What you will do: What do the lines from the one containing "Could you kindly annotate the sidewalk" through the end of the entries say? Quote them exactly, and only them.

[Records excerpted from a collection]
────
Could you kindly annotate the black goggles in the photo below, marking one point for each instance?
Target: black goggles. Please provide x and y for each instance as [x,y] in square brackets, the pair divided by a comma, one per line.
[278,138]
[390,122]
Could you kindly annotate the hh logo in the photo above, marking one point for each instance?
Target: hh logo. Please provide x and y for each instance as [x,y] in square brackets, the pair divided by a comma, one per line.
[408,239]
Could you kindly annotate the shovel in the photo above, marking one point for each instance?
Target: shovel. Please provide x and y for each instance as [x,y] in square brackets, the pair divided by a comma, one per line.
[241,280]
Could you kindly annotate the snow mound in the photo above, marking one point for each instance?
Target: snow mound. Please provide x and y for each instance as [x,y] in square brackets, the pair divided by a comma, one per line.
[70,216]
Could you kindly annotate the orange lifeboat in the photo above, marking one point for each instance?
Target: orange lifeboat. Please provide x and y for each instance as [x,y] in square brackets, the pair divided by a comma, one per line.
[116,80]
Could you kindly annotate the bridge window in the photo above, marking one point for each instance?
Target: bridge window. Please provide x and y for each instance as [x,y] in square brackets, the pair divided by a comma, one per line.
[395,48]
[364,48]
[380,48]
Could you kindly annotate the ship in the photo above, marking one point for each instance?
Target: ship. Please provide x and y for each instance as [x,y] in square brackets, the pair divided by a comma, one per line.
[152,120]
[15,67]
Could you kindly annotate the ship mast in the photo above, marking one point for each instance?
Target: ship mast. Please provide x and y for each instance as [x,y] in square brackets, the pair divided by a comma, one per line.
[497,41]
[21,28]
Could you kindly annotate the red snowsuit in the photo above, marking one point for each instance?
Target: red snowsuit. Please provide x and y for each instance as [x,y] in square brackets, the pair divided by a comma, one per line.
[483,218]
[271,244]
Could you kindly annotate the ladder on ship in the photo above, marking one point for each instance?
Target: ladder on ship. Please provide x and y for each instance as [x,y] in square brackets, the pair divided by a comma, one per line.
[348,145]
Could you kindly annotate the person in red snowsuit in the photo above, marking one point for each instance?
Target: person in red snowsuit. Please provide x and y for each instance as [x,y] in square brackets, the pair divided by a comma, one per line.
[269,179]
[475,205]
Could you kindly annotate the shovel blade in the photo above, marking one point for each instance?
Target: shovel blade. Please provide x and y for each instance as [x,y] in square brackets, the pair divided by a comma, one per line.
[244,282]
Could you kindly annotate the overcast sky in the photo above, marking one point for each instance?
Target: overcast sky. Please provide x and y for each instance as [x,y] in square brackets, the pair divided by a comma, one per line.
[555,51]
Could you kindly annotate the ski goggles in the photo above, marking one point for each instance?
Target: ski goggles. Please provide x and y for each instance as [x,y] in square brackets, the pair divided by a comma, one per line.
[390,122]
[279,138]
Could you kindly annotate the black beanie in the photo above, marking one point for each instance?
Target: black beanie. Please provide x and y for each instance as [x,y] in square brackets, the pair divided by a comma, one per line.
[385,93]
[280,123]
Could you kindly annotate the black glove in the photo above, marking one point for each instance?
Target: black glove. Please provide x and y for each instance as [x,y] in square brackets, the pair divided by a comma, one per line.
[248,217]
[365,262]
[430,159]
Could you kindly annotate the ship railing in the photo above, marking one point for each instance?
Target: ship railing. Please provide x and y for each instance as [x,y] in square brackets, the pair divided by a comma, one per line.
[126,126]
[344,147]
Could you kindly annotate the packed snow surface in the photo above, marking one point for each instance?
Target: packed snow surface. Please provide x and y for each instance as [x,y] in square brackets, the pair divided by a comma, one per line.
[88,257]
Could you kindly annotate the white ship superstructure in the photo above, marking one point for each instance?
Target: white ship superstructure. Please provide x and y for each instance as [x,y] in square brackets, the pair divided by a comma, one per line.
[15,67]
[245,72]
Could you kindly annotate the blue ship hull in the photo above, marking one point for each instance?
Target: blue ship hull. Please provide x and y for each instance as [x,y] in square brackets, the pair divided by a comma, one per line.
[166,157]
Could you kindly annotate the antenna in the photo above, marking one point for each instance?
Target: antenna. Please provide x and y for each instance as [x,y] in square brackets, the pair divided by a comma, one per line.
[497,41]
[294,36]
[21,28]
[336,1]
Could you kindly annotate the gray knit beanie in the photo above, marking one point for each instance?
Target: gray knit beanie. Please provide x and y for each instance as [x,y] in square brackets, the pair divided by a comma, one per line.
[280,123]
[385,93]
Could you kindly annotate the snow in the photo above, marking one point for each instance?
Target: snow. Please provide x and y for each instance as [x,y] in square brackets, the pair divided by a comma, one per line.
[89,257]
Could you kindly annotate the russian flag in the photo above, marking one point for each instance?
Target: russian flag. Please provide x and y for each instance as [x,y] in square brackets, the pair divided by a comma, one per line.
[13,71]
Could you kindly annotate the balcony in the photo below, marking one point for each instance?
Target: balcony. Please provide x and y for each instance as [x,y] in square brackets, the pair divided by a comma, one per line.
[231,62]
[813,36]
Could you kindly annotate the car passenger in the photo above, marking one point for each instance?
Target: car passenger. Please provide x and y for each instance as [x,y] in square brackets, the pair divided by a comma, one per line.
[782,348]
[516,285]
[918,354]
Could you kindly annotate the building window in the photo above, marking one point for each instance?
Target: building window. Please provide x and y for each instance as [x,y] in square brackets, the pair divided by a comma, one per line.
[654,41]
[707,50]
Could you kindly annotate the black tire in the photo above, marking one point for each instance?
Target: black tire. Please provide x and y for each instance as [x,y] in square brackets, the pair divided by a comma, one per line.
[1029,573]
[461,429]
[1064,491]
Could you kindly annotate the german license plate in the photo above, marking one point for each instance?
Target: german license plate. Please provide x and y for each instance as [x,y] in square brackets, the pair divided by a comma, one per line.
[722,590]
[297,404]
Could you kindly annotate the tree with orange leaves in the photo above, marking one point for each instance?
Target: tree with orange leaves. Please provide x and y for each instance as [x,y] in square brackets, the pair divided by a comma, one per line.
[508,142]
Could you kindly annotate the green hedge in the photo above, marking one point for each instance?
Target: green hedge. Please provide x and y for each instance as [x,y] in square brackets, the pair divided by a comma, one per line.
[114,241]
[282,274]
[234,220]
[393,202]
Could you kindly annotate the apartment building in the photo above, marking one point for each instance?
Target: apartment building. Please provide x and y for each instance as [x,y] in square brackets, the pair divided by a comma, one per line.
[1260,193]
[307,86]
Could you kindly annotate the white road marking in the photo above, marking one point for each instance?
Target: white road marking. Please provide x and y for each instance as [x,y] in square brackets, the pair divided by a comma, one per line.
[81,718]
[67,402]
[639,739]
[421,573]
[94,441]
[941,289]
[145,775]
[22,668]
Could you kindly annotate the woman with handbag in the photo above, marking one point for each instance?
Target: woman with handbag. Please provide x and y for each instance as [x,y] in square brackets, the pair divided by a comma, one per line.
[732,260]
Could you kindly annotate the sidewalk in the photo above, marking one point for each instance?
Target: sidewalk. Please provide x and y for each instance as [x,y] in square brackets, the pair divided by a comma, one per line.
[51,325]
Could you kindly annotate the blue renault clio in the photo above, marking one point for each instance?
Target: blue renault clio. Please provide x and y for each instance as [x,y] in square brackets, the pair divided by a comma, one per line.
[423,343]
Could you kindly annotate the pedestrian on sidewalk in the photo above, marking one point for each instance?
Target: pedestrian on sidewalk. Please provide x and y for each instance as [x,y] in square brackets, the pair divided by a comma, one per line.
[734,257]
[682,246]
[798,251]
────
Result below:
Could you kindly annotate the sidewalk in the photo above, marking one point for each instance?
Target: sidewalk. Please provide x and y for each instance as [x,y] in square brackets, the pair divided by a comma, one per line.
[51,325]
Could you kindly annotate the blue renault clio in the photo above, marking one point for each instance?
Target: blue renault clio. Please provide x and y for each instance as [x,y] in square brackets, the pair divided by a comma, one per line.
[423,343]
Could you kindly annotate the pedestrian on sidewalk in the photo above, marking one point for each instance?
Target: pedestrian on sidewalk. Please provide x and y for each instance as [x,y] in square brackets, the pair divided by a comma, one per line.
[734,257]
[682,246]
[798,251]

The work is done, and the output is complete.